---- Data for processing

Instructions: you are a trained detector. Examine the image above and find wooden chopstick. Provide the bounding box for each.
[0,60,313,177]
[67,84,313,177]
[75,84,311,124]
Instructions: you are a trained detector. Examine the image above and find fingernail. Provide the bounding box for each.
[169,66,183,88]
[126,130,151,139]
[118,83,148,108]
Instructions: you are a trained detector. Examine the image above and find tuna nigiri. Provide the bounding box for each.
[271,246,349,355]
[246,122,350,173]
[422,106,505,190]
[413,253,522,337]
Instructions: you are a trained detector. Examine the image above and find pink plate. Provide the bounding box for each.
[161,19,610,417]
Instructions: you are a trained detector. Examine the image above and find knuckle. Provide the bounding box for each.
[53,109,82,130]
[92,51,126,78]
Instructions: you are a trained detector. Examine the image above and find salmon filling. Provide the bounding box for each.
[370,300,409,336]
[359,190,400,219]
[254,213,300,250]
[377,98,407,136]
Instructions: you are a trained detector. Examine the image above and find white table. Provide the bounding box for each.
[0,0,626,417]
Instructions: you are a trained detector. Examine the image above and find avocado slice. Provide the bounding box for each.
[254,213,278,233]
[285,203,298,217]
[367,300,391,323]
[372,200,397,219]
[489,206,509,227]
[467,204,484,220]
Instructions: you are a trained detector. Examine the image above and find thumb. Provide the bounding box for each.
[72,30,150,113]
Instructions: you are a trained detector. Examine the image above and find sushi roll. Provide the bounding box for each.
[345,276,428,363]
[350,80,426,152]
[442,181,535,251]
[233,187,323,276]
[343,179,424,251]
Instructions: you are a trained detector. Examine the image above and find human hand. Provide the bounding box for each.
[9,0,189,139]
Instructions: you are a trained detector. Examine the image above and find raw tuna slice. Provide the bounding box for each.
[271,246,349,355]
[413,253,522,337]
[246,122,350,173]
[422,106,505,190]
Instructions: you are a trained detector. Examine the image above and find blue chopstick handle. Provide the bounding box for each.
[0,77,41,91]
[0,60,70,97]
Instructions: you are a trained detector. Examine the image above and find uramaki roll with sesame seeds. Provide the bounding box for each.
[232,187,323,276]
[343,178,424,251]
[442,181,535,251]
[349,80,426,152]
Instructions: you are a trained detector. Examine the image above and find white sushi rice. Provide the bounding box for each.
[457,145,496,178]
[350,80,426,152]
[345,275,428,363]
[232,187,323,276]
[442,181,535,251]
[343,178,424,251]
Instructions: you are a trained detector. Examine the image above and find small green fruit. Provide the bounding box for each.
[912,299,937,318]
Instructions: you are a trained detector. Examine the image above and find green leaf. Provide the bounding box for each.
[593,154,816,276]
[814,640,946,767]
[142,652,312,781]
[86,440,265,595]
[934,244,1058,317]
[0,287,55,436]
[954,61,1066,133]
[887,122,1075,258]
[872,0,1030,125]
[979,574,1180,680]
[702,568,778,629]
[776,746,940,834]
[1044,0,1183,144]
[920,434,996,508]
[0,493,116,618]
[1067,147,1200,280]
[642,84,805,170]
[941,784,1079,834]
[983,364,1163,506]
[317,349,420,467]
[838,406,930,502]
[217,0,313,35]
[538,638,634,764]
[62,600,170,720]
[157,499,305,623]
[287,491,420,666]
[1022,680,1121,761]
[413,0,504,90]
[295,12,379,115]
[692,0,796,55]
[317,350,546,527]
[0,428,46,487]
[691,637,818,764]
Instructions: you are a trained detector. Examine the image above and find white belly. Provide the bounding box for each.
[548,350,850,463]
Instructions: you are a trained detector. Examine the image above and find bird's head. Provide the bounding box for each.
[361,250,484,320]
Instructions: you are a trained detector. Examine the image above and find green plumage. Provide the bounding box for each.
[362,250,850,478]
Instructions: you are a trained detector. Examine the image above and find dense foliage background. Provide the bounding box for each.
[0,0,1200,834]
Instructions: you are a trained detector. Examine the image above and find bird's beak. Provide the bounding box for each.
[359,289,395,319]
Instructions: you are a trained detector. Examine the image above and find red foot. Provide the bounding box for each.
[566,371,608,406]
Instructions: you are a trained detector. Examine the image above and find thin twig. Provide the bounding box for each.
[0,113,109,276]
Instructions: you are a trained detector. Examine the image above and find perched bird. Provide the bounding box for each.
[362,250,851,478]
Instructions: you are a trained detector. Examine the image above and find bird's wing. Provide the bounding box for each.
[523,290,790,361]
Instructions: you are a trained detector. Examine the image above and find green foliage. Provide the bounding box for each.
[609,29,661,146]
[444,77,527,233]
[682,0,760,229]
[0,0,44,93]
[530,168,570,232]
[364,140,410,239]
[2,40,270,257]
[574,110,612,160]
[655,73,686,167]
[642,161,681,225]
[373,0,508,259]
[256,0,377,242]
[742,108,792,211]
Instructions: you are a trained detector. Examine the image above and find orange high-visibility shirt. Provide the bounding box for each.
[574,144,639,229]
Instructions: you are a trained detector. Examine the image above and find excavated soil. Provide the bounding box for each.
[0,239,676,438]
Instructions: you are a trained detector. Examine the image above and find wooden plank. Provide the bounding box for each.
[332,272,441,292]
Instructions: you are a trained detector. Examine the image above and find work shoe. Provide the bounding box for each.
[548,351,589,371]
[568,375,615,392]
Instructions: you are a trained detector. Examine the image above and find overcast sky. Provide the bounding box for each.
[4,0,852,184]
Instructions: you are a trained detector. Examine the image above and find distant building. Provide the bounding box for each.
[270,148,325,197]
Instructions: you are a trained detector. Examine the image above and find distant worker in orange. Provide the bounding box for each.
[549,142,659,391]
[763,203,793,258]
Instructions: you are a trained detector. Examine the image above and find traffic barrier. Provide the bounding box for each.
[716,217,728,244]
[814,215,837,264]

--------
---- Data for processing

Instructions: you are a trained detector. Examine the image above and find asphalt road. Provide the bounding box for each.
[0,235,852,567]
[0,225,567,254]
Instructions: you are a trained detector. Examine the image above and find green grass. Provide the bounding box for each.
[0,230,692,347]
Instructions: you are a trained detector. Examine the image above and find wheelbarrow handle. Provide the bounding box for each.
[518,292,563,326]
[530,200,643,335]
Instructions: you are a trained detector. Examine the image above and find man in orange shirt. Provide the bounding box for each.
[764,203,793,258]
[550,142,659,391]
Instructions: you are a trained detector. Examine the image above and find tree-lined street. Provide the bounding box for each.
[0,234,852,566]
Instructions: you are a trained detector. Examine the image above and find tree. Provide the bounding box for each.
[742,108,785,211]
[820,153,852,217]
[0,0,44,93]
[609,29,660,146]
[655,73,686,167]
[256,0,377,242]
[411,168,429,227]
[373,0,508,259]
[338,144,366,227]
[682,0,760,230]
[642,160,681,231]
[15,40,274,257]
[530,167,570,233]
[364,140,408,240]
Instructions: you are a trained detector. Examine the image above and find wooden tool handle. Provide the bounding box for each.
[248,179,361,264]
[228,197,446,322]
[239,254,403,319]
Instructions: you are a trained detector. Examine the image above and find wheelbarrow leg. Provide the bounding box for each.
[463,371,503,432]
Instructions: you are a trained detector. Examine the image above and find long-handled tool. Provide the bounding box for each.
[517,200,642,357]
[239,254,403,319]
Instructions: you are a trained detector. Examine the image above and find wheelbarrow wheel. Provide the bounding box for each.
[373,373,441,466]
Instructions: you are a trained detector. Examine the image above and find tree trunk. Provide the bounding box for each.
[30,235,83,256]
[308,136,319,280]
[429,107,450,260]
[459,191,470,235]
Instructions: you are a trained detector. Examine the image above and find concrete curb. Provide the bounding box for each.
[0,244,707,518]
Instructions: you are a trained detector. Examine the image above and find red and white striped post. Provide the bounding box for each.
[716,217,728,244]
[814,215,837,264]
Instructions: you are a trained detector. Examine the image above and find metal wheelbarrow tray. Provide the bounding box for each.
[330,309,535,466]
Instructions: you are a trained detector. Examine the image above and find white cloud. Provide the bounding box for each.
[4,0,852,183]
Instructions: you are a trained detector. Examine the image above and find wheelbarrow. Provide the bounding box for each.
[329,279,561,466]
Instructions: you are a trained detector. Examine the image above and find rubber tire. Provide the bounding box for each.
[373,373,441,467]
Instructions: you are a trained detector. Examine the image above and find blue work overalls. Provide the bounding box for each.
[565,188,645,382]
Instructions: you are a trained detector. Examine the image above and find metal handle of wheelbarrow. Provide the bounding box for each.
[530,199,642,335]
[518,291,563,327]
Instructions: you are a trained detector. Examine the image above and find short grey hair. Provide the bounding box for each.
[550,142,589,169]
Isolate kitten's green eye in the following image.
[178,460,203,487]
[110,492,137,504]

--------
---- Data for processing

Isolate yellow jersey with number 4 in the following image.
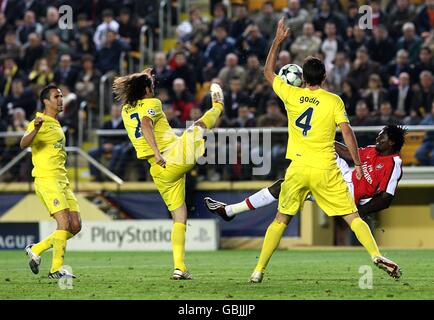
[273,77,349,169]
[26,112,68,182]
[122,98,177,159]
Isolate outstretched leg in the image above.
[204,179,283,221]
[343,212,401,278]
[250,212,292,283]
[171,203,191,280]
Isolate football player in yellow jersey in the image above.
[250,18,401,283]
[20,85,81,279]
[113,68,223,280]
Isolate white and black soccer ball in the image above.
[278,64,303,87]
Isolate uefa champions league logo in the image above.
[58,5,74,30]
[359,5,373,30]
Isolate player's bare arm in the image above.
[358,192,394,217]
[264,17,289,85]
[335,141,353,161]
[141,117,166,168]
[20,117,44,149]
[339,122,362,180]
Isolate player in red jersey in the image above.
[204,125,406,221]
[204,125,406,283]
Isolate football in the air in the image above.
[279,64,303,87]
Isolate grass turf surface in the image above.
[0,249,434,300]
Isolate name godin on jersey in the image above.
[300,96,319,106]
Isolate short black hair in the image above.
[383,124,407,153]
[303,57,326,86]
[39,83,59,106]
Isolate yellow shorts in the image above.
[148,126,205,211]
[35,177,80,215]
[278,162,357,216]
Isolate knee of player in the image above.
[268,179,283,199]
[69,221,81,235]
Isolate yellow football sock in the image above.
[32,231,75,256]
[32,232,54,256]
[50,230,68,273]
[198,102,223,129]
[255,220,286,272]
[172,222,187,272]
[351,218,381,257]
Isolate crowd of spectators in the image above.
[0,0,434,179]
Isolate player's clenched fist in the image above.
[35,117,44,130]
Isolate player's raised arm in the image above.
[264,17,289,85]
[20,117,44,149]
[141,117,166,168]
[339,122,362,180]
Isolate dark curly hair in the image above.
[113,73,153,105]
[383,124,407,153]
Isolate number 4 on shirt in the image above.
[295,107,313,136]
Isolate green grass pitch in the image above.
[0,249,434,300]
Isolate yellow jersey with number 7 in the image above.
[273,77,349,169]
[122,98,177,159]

--------

▶ _Set task_
Shift every bounding-box coordinate in the answers by -99 and write out again all lines of the items, starting at the line containing "belly. Provide the bounding box for each." and ending at the line containing "[523,290,790,361]", both included. Keep the instruction lines unchanged.

▶ _Answer_
Instructions: you are a trained detector. Examine the image above and find white belly. Provide the bounding box for each.
[449,251,751,364]
Instructions: you are a trained detector. Examine the image above and find bird's head. Provide the bounding box for each.
[262,151,385,221]
Instructions: you are a trained detector. Examine the image above and find green plumage. Provide the bounding box for each.
[263,151,751,379]
Instructions: you are a trained detector. Examine the image above and find dense foliage background. Provide the bounding box for each.
[-99,-99,1101,735]
Instructions: you are a trained detector. Examine the image above and find bird's beak. Provide the bounding box for each.
[260,190,296,220]
Instructions: you are a trained detector. Examine the image above and find red foot. Provide the bounding box for each.
[467,272,509,307]
Instructions: you are a trained detector. Examine the image above and find thin twig. Provide the bounding box for each.
[-99,14,10,177]
Instructions: you are a trained detector. Examine the image above and find perched bird. Provide the bounding box for each.
[263,151,752,379]
Instructions: you are a trained detector. Examine the image above and find bird's wing. Provide the bounding box for each.
[424,191,691,262]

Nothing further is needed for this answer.